*WHAT YOU SHOULD DO*. Reproduce every line of the records below verbatim, leaving out the pictures.

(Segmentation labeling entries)
"""
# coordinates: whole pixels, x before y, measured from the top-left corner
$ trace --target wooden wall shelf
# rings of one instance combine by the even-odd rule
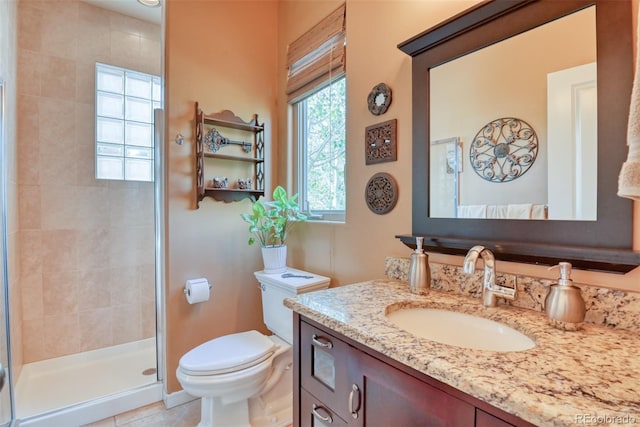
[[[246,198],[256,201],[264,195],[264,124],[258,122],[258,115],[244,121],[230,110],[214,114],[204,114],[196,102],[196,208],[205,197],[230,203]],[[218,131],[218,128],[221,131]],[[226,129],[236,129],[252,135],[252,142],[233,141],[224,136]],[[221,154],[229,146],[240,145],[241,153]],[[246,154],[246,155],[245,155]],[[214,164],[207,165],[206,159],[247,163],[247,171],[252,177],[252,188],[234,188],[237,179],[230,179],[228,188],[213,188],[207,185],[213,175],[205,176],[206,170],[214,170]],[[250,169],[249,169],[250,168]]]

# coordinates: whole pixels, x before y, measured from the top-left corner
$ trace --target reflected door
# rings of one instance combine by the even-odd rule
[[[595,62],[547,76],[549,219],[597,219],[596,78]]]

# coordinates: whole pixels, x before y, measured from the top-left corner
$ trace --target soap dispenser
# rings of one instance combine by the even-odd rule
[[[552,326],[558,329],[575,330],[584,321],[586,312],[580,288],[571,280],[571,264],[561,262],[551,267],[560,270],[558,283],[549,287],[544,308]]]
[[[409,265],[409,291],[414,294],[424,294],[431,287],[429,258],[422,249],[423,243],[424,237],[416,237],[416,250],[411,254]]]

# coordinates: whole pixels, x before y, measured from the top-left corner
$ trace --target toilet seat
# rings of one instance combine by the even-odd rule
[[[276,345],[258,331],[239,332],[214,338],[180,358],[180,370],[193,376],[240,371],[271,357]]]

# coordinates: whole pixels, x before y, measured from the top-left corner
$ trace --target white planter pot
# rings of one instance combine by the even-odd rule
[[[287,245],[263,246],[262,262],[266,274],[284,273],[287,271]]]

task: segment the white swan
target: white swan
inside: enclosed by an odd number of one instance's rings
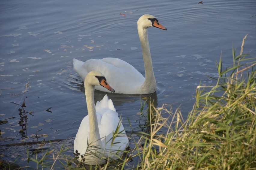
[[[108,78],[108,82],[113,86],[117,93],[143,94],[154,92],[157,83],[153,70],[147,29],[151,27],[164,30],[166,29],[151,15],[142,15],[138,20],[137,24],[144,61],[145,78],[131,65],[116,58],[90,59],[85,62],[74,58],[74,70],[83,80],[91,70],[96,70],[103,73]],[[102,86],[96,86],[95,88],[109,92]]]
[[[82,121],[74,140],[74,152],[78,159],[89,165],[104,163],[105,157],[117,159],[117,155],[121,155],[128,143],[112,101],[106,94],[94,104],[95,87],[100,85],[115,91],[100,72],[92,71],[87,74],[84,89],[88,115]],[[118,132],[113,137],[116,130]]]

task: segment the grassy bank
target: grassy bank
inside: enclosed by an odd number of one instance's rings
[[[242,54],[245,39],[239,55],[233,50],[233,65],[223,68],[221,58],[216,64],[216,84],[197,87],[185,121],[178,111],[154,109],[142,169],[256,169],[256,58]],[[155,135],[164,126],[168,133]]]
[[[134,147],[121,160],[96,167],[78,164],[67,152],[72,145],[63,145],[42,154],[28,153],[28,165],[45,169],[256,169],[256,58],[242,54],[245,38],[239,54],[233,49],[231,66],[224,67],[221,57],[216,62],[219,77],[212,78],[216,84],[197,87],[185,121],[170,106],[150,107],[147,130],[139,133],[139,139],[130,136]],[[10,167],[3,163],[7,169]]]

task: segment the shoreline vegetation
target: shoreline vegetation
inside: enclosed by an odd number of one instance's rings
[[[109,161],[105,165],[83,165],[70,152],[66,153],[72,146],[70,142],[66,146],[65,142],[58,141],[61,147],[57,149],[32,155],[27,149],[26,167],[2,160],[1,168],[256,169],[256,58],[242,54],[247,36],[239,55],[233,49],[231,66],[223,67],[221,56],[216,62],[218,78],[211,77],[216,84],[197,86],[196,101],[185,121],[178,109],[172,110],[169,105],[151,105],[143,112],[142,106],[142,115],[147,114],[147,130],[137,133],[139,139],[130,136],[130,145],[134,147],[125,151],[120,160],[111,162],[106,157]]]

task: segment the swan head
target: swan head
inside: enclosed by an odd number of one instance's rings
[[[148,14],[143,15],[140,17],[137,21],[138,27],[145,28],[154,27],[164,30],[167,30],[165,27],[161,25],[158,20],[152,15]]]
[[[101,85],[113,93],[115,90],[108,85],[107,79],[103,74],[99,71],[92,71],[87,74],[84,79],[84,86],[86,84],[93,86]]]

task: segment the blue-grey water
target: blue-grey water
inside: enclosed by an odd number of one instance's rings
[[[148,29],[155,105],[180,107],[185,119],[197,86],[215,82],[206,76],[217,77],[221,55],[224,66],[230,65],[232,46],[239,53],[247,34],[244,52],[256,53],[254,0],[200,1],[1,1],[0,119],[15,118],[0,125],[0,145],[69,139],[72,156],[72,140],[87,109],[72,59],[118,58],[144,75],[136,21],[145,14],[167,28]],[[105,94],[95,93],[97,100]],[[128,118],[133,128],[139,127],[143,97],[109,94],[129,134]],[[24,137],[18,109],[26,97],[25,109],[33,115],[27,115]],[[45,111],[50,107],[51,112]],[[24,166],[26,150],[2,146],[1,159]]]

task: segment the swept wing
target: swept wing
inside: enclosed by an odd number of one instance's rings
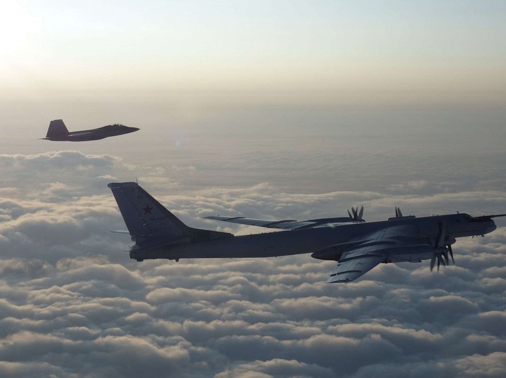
"""
*RESPONSE BELOW*.
# coordinates: whole pixels, x before y, measured from the top-left corner
$ trace --target wooden wall shelf
# rings of one instance combine by the even-odd rule
[[[246,198],[256,201],[264,195],[264,124],[258,122],[258,115],[244,121],[230,110],[214,114],[204,114],[196,102],[196,208],[205,197],[230,203]],[[218,131],[218,128],[221,131]],[[226,129],[236,129],[252,135],[252,142],[233,141],[224,136]],[[221,154],[229,146],[240,145],[241,153]],[[246,154],[246,155],[245,155]],[[214,164],[207,165],[206,159],[247,163],[247,171],[252,177],[252,188],[234,188],[237,179],[230,179],[228,188],[213,188],[207,185],[213,175],[205,176],[206,170],[214,170]],[[250,169],[249,169],[250,168]]]

# coordinates: whole pixels, x before y, measured from the top-left corner
$ trace --target reflected door
# rings of one instance combine by the even-odd rule
[[[595,62],[547,76],[549,219],[597,219],[596,78]]]

# coordinates: whole pixels, x before y, measured from the top-left corner
$ trace --target soap dispenser
# rings of one instance combine by the even-odd rule
[[[552,326],[558,329],[575,330],[584,321],[586,312],[580,288],[571,280],[571,264],[561,262],[551,267],[560,270],[558,283],[549,287],[544,308]]]
[[[409,265],[409,291],[414,294],[424,294],[431,287],[429,258],[422,249],[423,243],[424,237],[416,237],[416,250],[411,254]]]

# coordinates: whole pixels, x before y, measured from the top-left corner
$ trace --target toilet seat
# rings of one instance combine by the even-odd rule
[[[276,345],[258,331],[239,332],[214,338],[180,358],[180,370],[193,376],[240,371],[271,357]]]

# coordinates: whole pixels, x before y, measured from the top-left corner
$ trace --target white planter pot
# rings of one instance combine by the even-odd rule
[[[287,245],[263,246],[262,262],[266,274],[284,273],[287,271]]]

task: segment the white swan
target: white swan
inside: enclosed by an odd number of one instance's rings
[[[108,78],[108,82],[113,86],[117,93],[143,94],[154,92],[157,83],[153,70],[147,29],[151,27],[164,30],[166,29],[151,15],[142,15],[138,20],[137,24],[144,61],[145,78],[131,65],[116,58],[90,59],[85,62],[74,58],[74,70],[83,80],[91,70],[96,70],[103,73]],[[102,86],[96,86],[95,88],[109,92]]]
[[[82,121],[74,140],[74,152],[78,159],[89,165],[104,163],[105,157],[117,159],[117,155],[121,155],[128,143],[112,101],[106,94],[94,104],[95,87],[100,85],[115,91],[100,72],[92,71],[87,74],[84,89],[88,115]],[[118,132],[113,137],[116,130]]]

task: segment the grassy bank
target: grassy bank
inside: enclosed by an odd number of one instance's rings
[[[242,54],[245,39],[239,55],[233,50],[233,65],[223,68],[221,58],[216,64],[216,84],[197,87],[185,121],[178,111],[154,109],[142,169],[256,169],[256,58]],[[155,135],[164,126],[168,133]]]
[[[134,147],[121,160],[96,167],[78,164],[67,152],[72,145],[63,145],[42,154],[28,153],[28,165],[45,169],[256,169],[256,58],[242,54],[245,38],[239,54],[233,49],[231,66],[224,67],[221,57],[216,62],[219,77],[212,78],[216,84],[197,87],[185,121],[170,106],[150,107],[147,130],[139,133],[139,139],[130,136]],[[10,167],[3,163],[7,169]]]

task: segment the shoreline vegetation
target: shoreline vegetation
inside: enclosed by an odd number of one instance's rings
[[[109,161],[105,165],[83,165],[70,152],[66,153],[72,146],[70,142],[66,146],[65,142],[58,141],[61,147],[57,149],[32,155],[27,149],[26,167],[2,160],[1,168],[256,169],[256,58],[242,54],[247,36],[239,55],[233,49],[231,66],[223,67],[221,56],[216,62],[218,78],[211,77],[216,84],[197,86],[196,101],[185,121],[178,109],[172,110],[169,105],[151,105],[143,112],[142,106],[142,115],[147,114],[147,130],[137,133],[139,139],[130,136],[130,145],[134,147],[125,151],[120,160],[111,162],[106,157]]]

task: segment the swan head
target: swan head
inside: enclosed by an odd number of one instance's rings
[[[148,14],[143,15],[140,17],[137,21],[138,27],[145,28],[154,27],[164,30],[167,30],[165,27],[161,25],[158,20],[152,15]]]
[[[101,85],[113,93],[115,90],[108,85],[107,79],[103,74],[99,71],[92,71],[87,74],[84,79],[84,86],[86,84],[93,86]]]

task: segment the blue-grey water
target: blue-grey water
inside: enclosed by an odd number of one instance's rings
[[[148,29],[155,105],[180,107],[185,119],[197,86],[215,82],[206,76],[217,77],[221,55],[224,66],[230,65],[232,46],[239,53],[247,34],[244,52],[256,53],[254,0],[200,1],[1,1],[0,119],[15,118],[0,125],[0,145],[69,139],[72,156],[72,140],[87,109],[72,59],[118,58],[144,75],[136,21],[145,14],[167,28]],[[105,94],[95,93],[97,100]],[[128,118],[133,128],[139,127],[143,97],[109,94],[129,134]],[[24,137],[18,109],[26,97],[25,109],[33,115],[27,115]],[[45,111],[50,107],[51,112]],[[24,166],[26,150],[2,146],[1,159]]]

task: segment the swept wing
target: swept wing
inside: enclosed by an odd number of one instance's rings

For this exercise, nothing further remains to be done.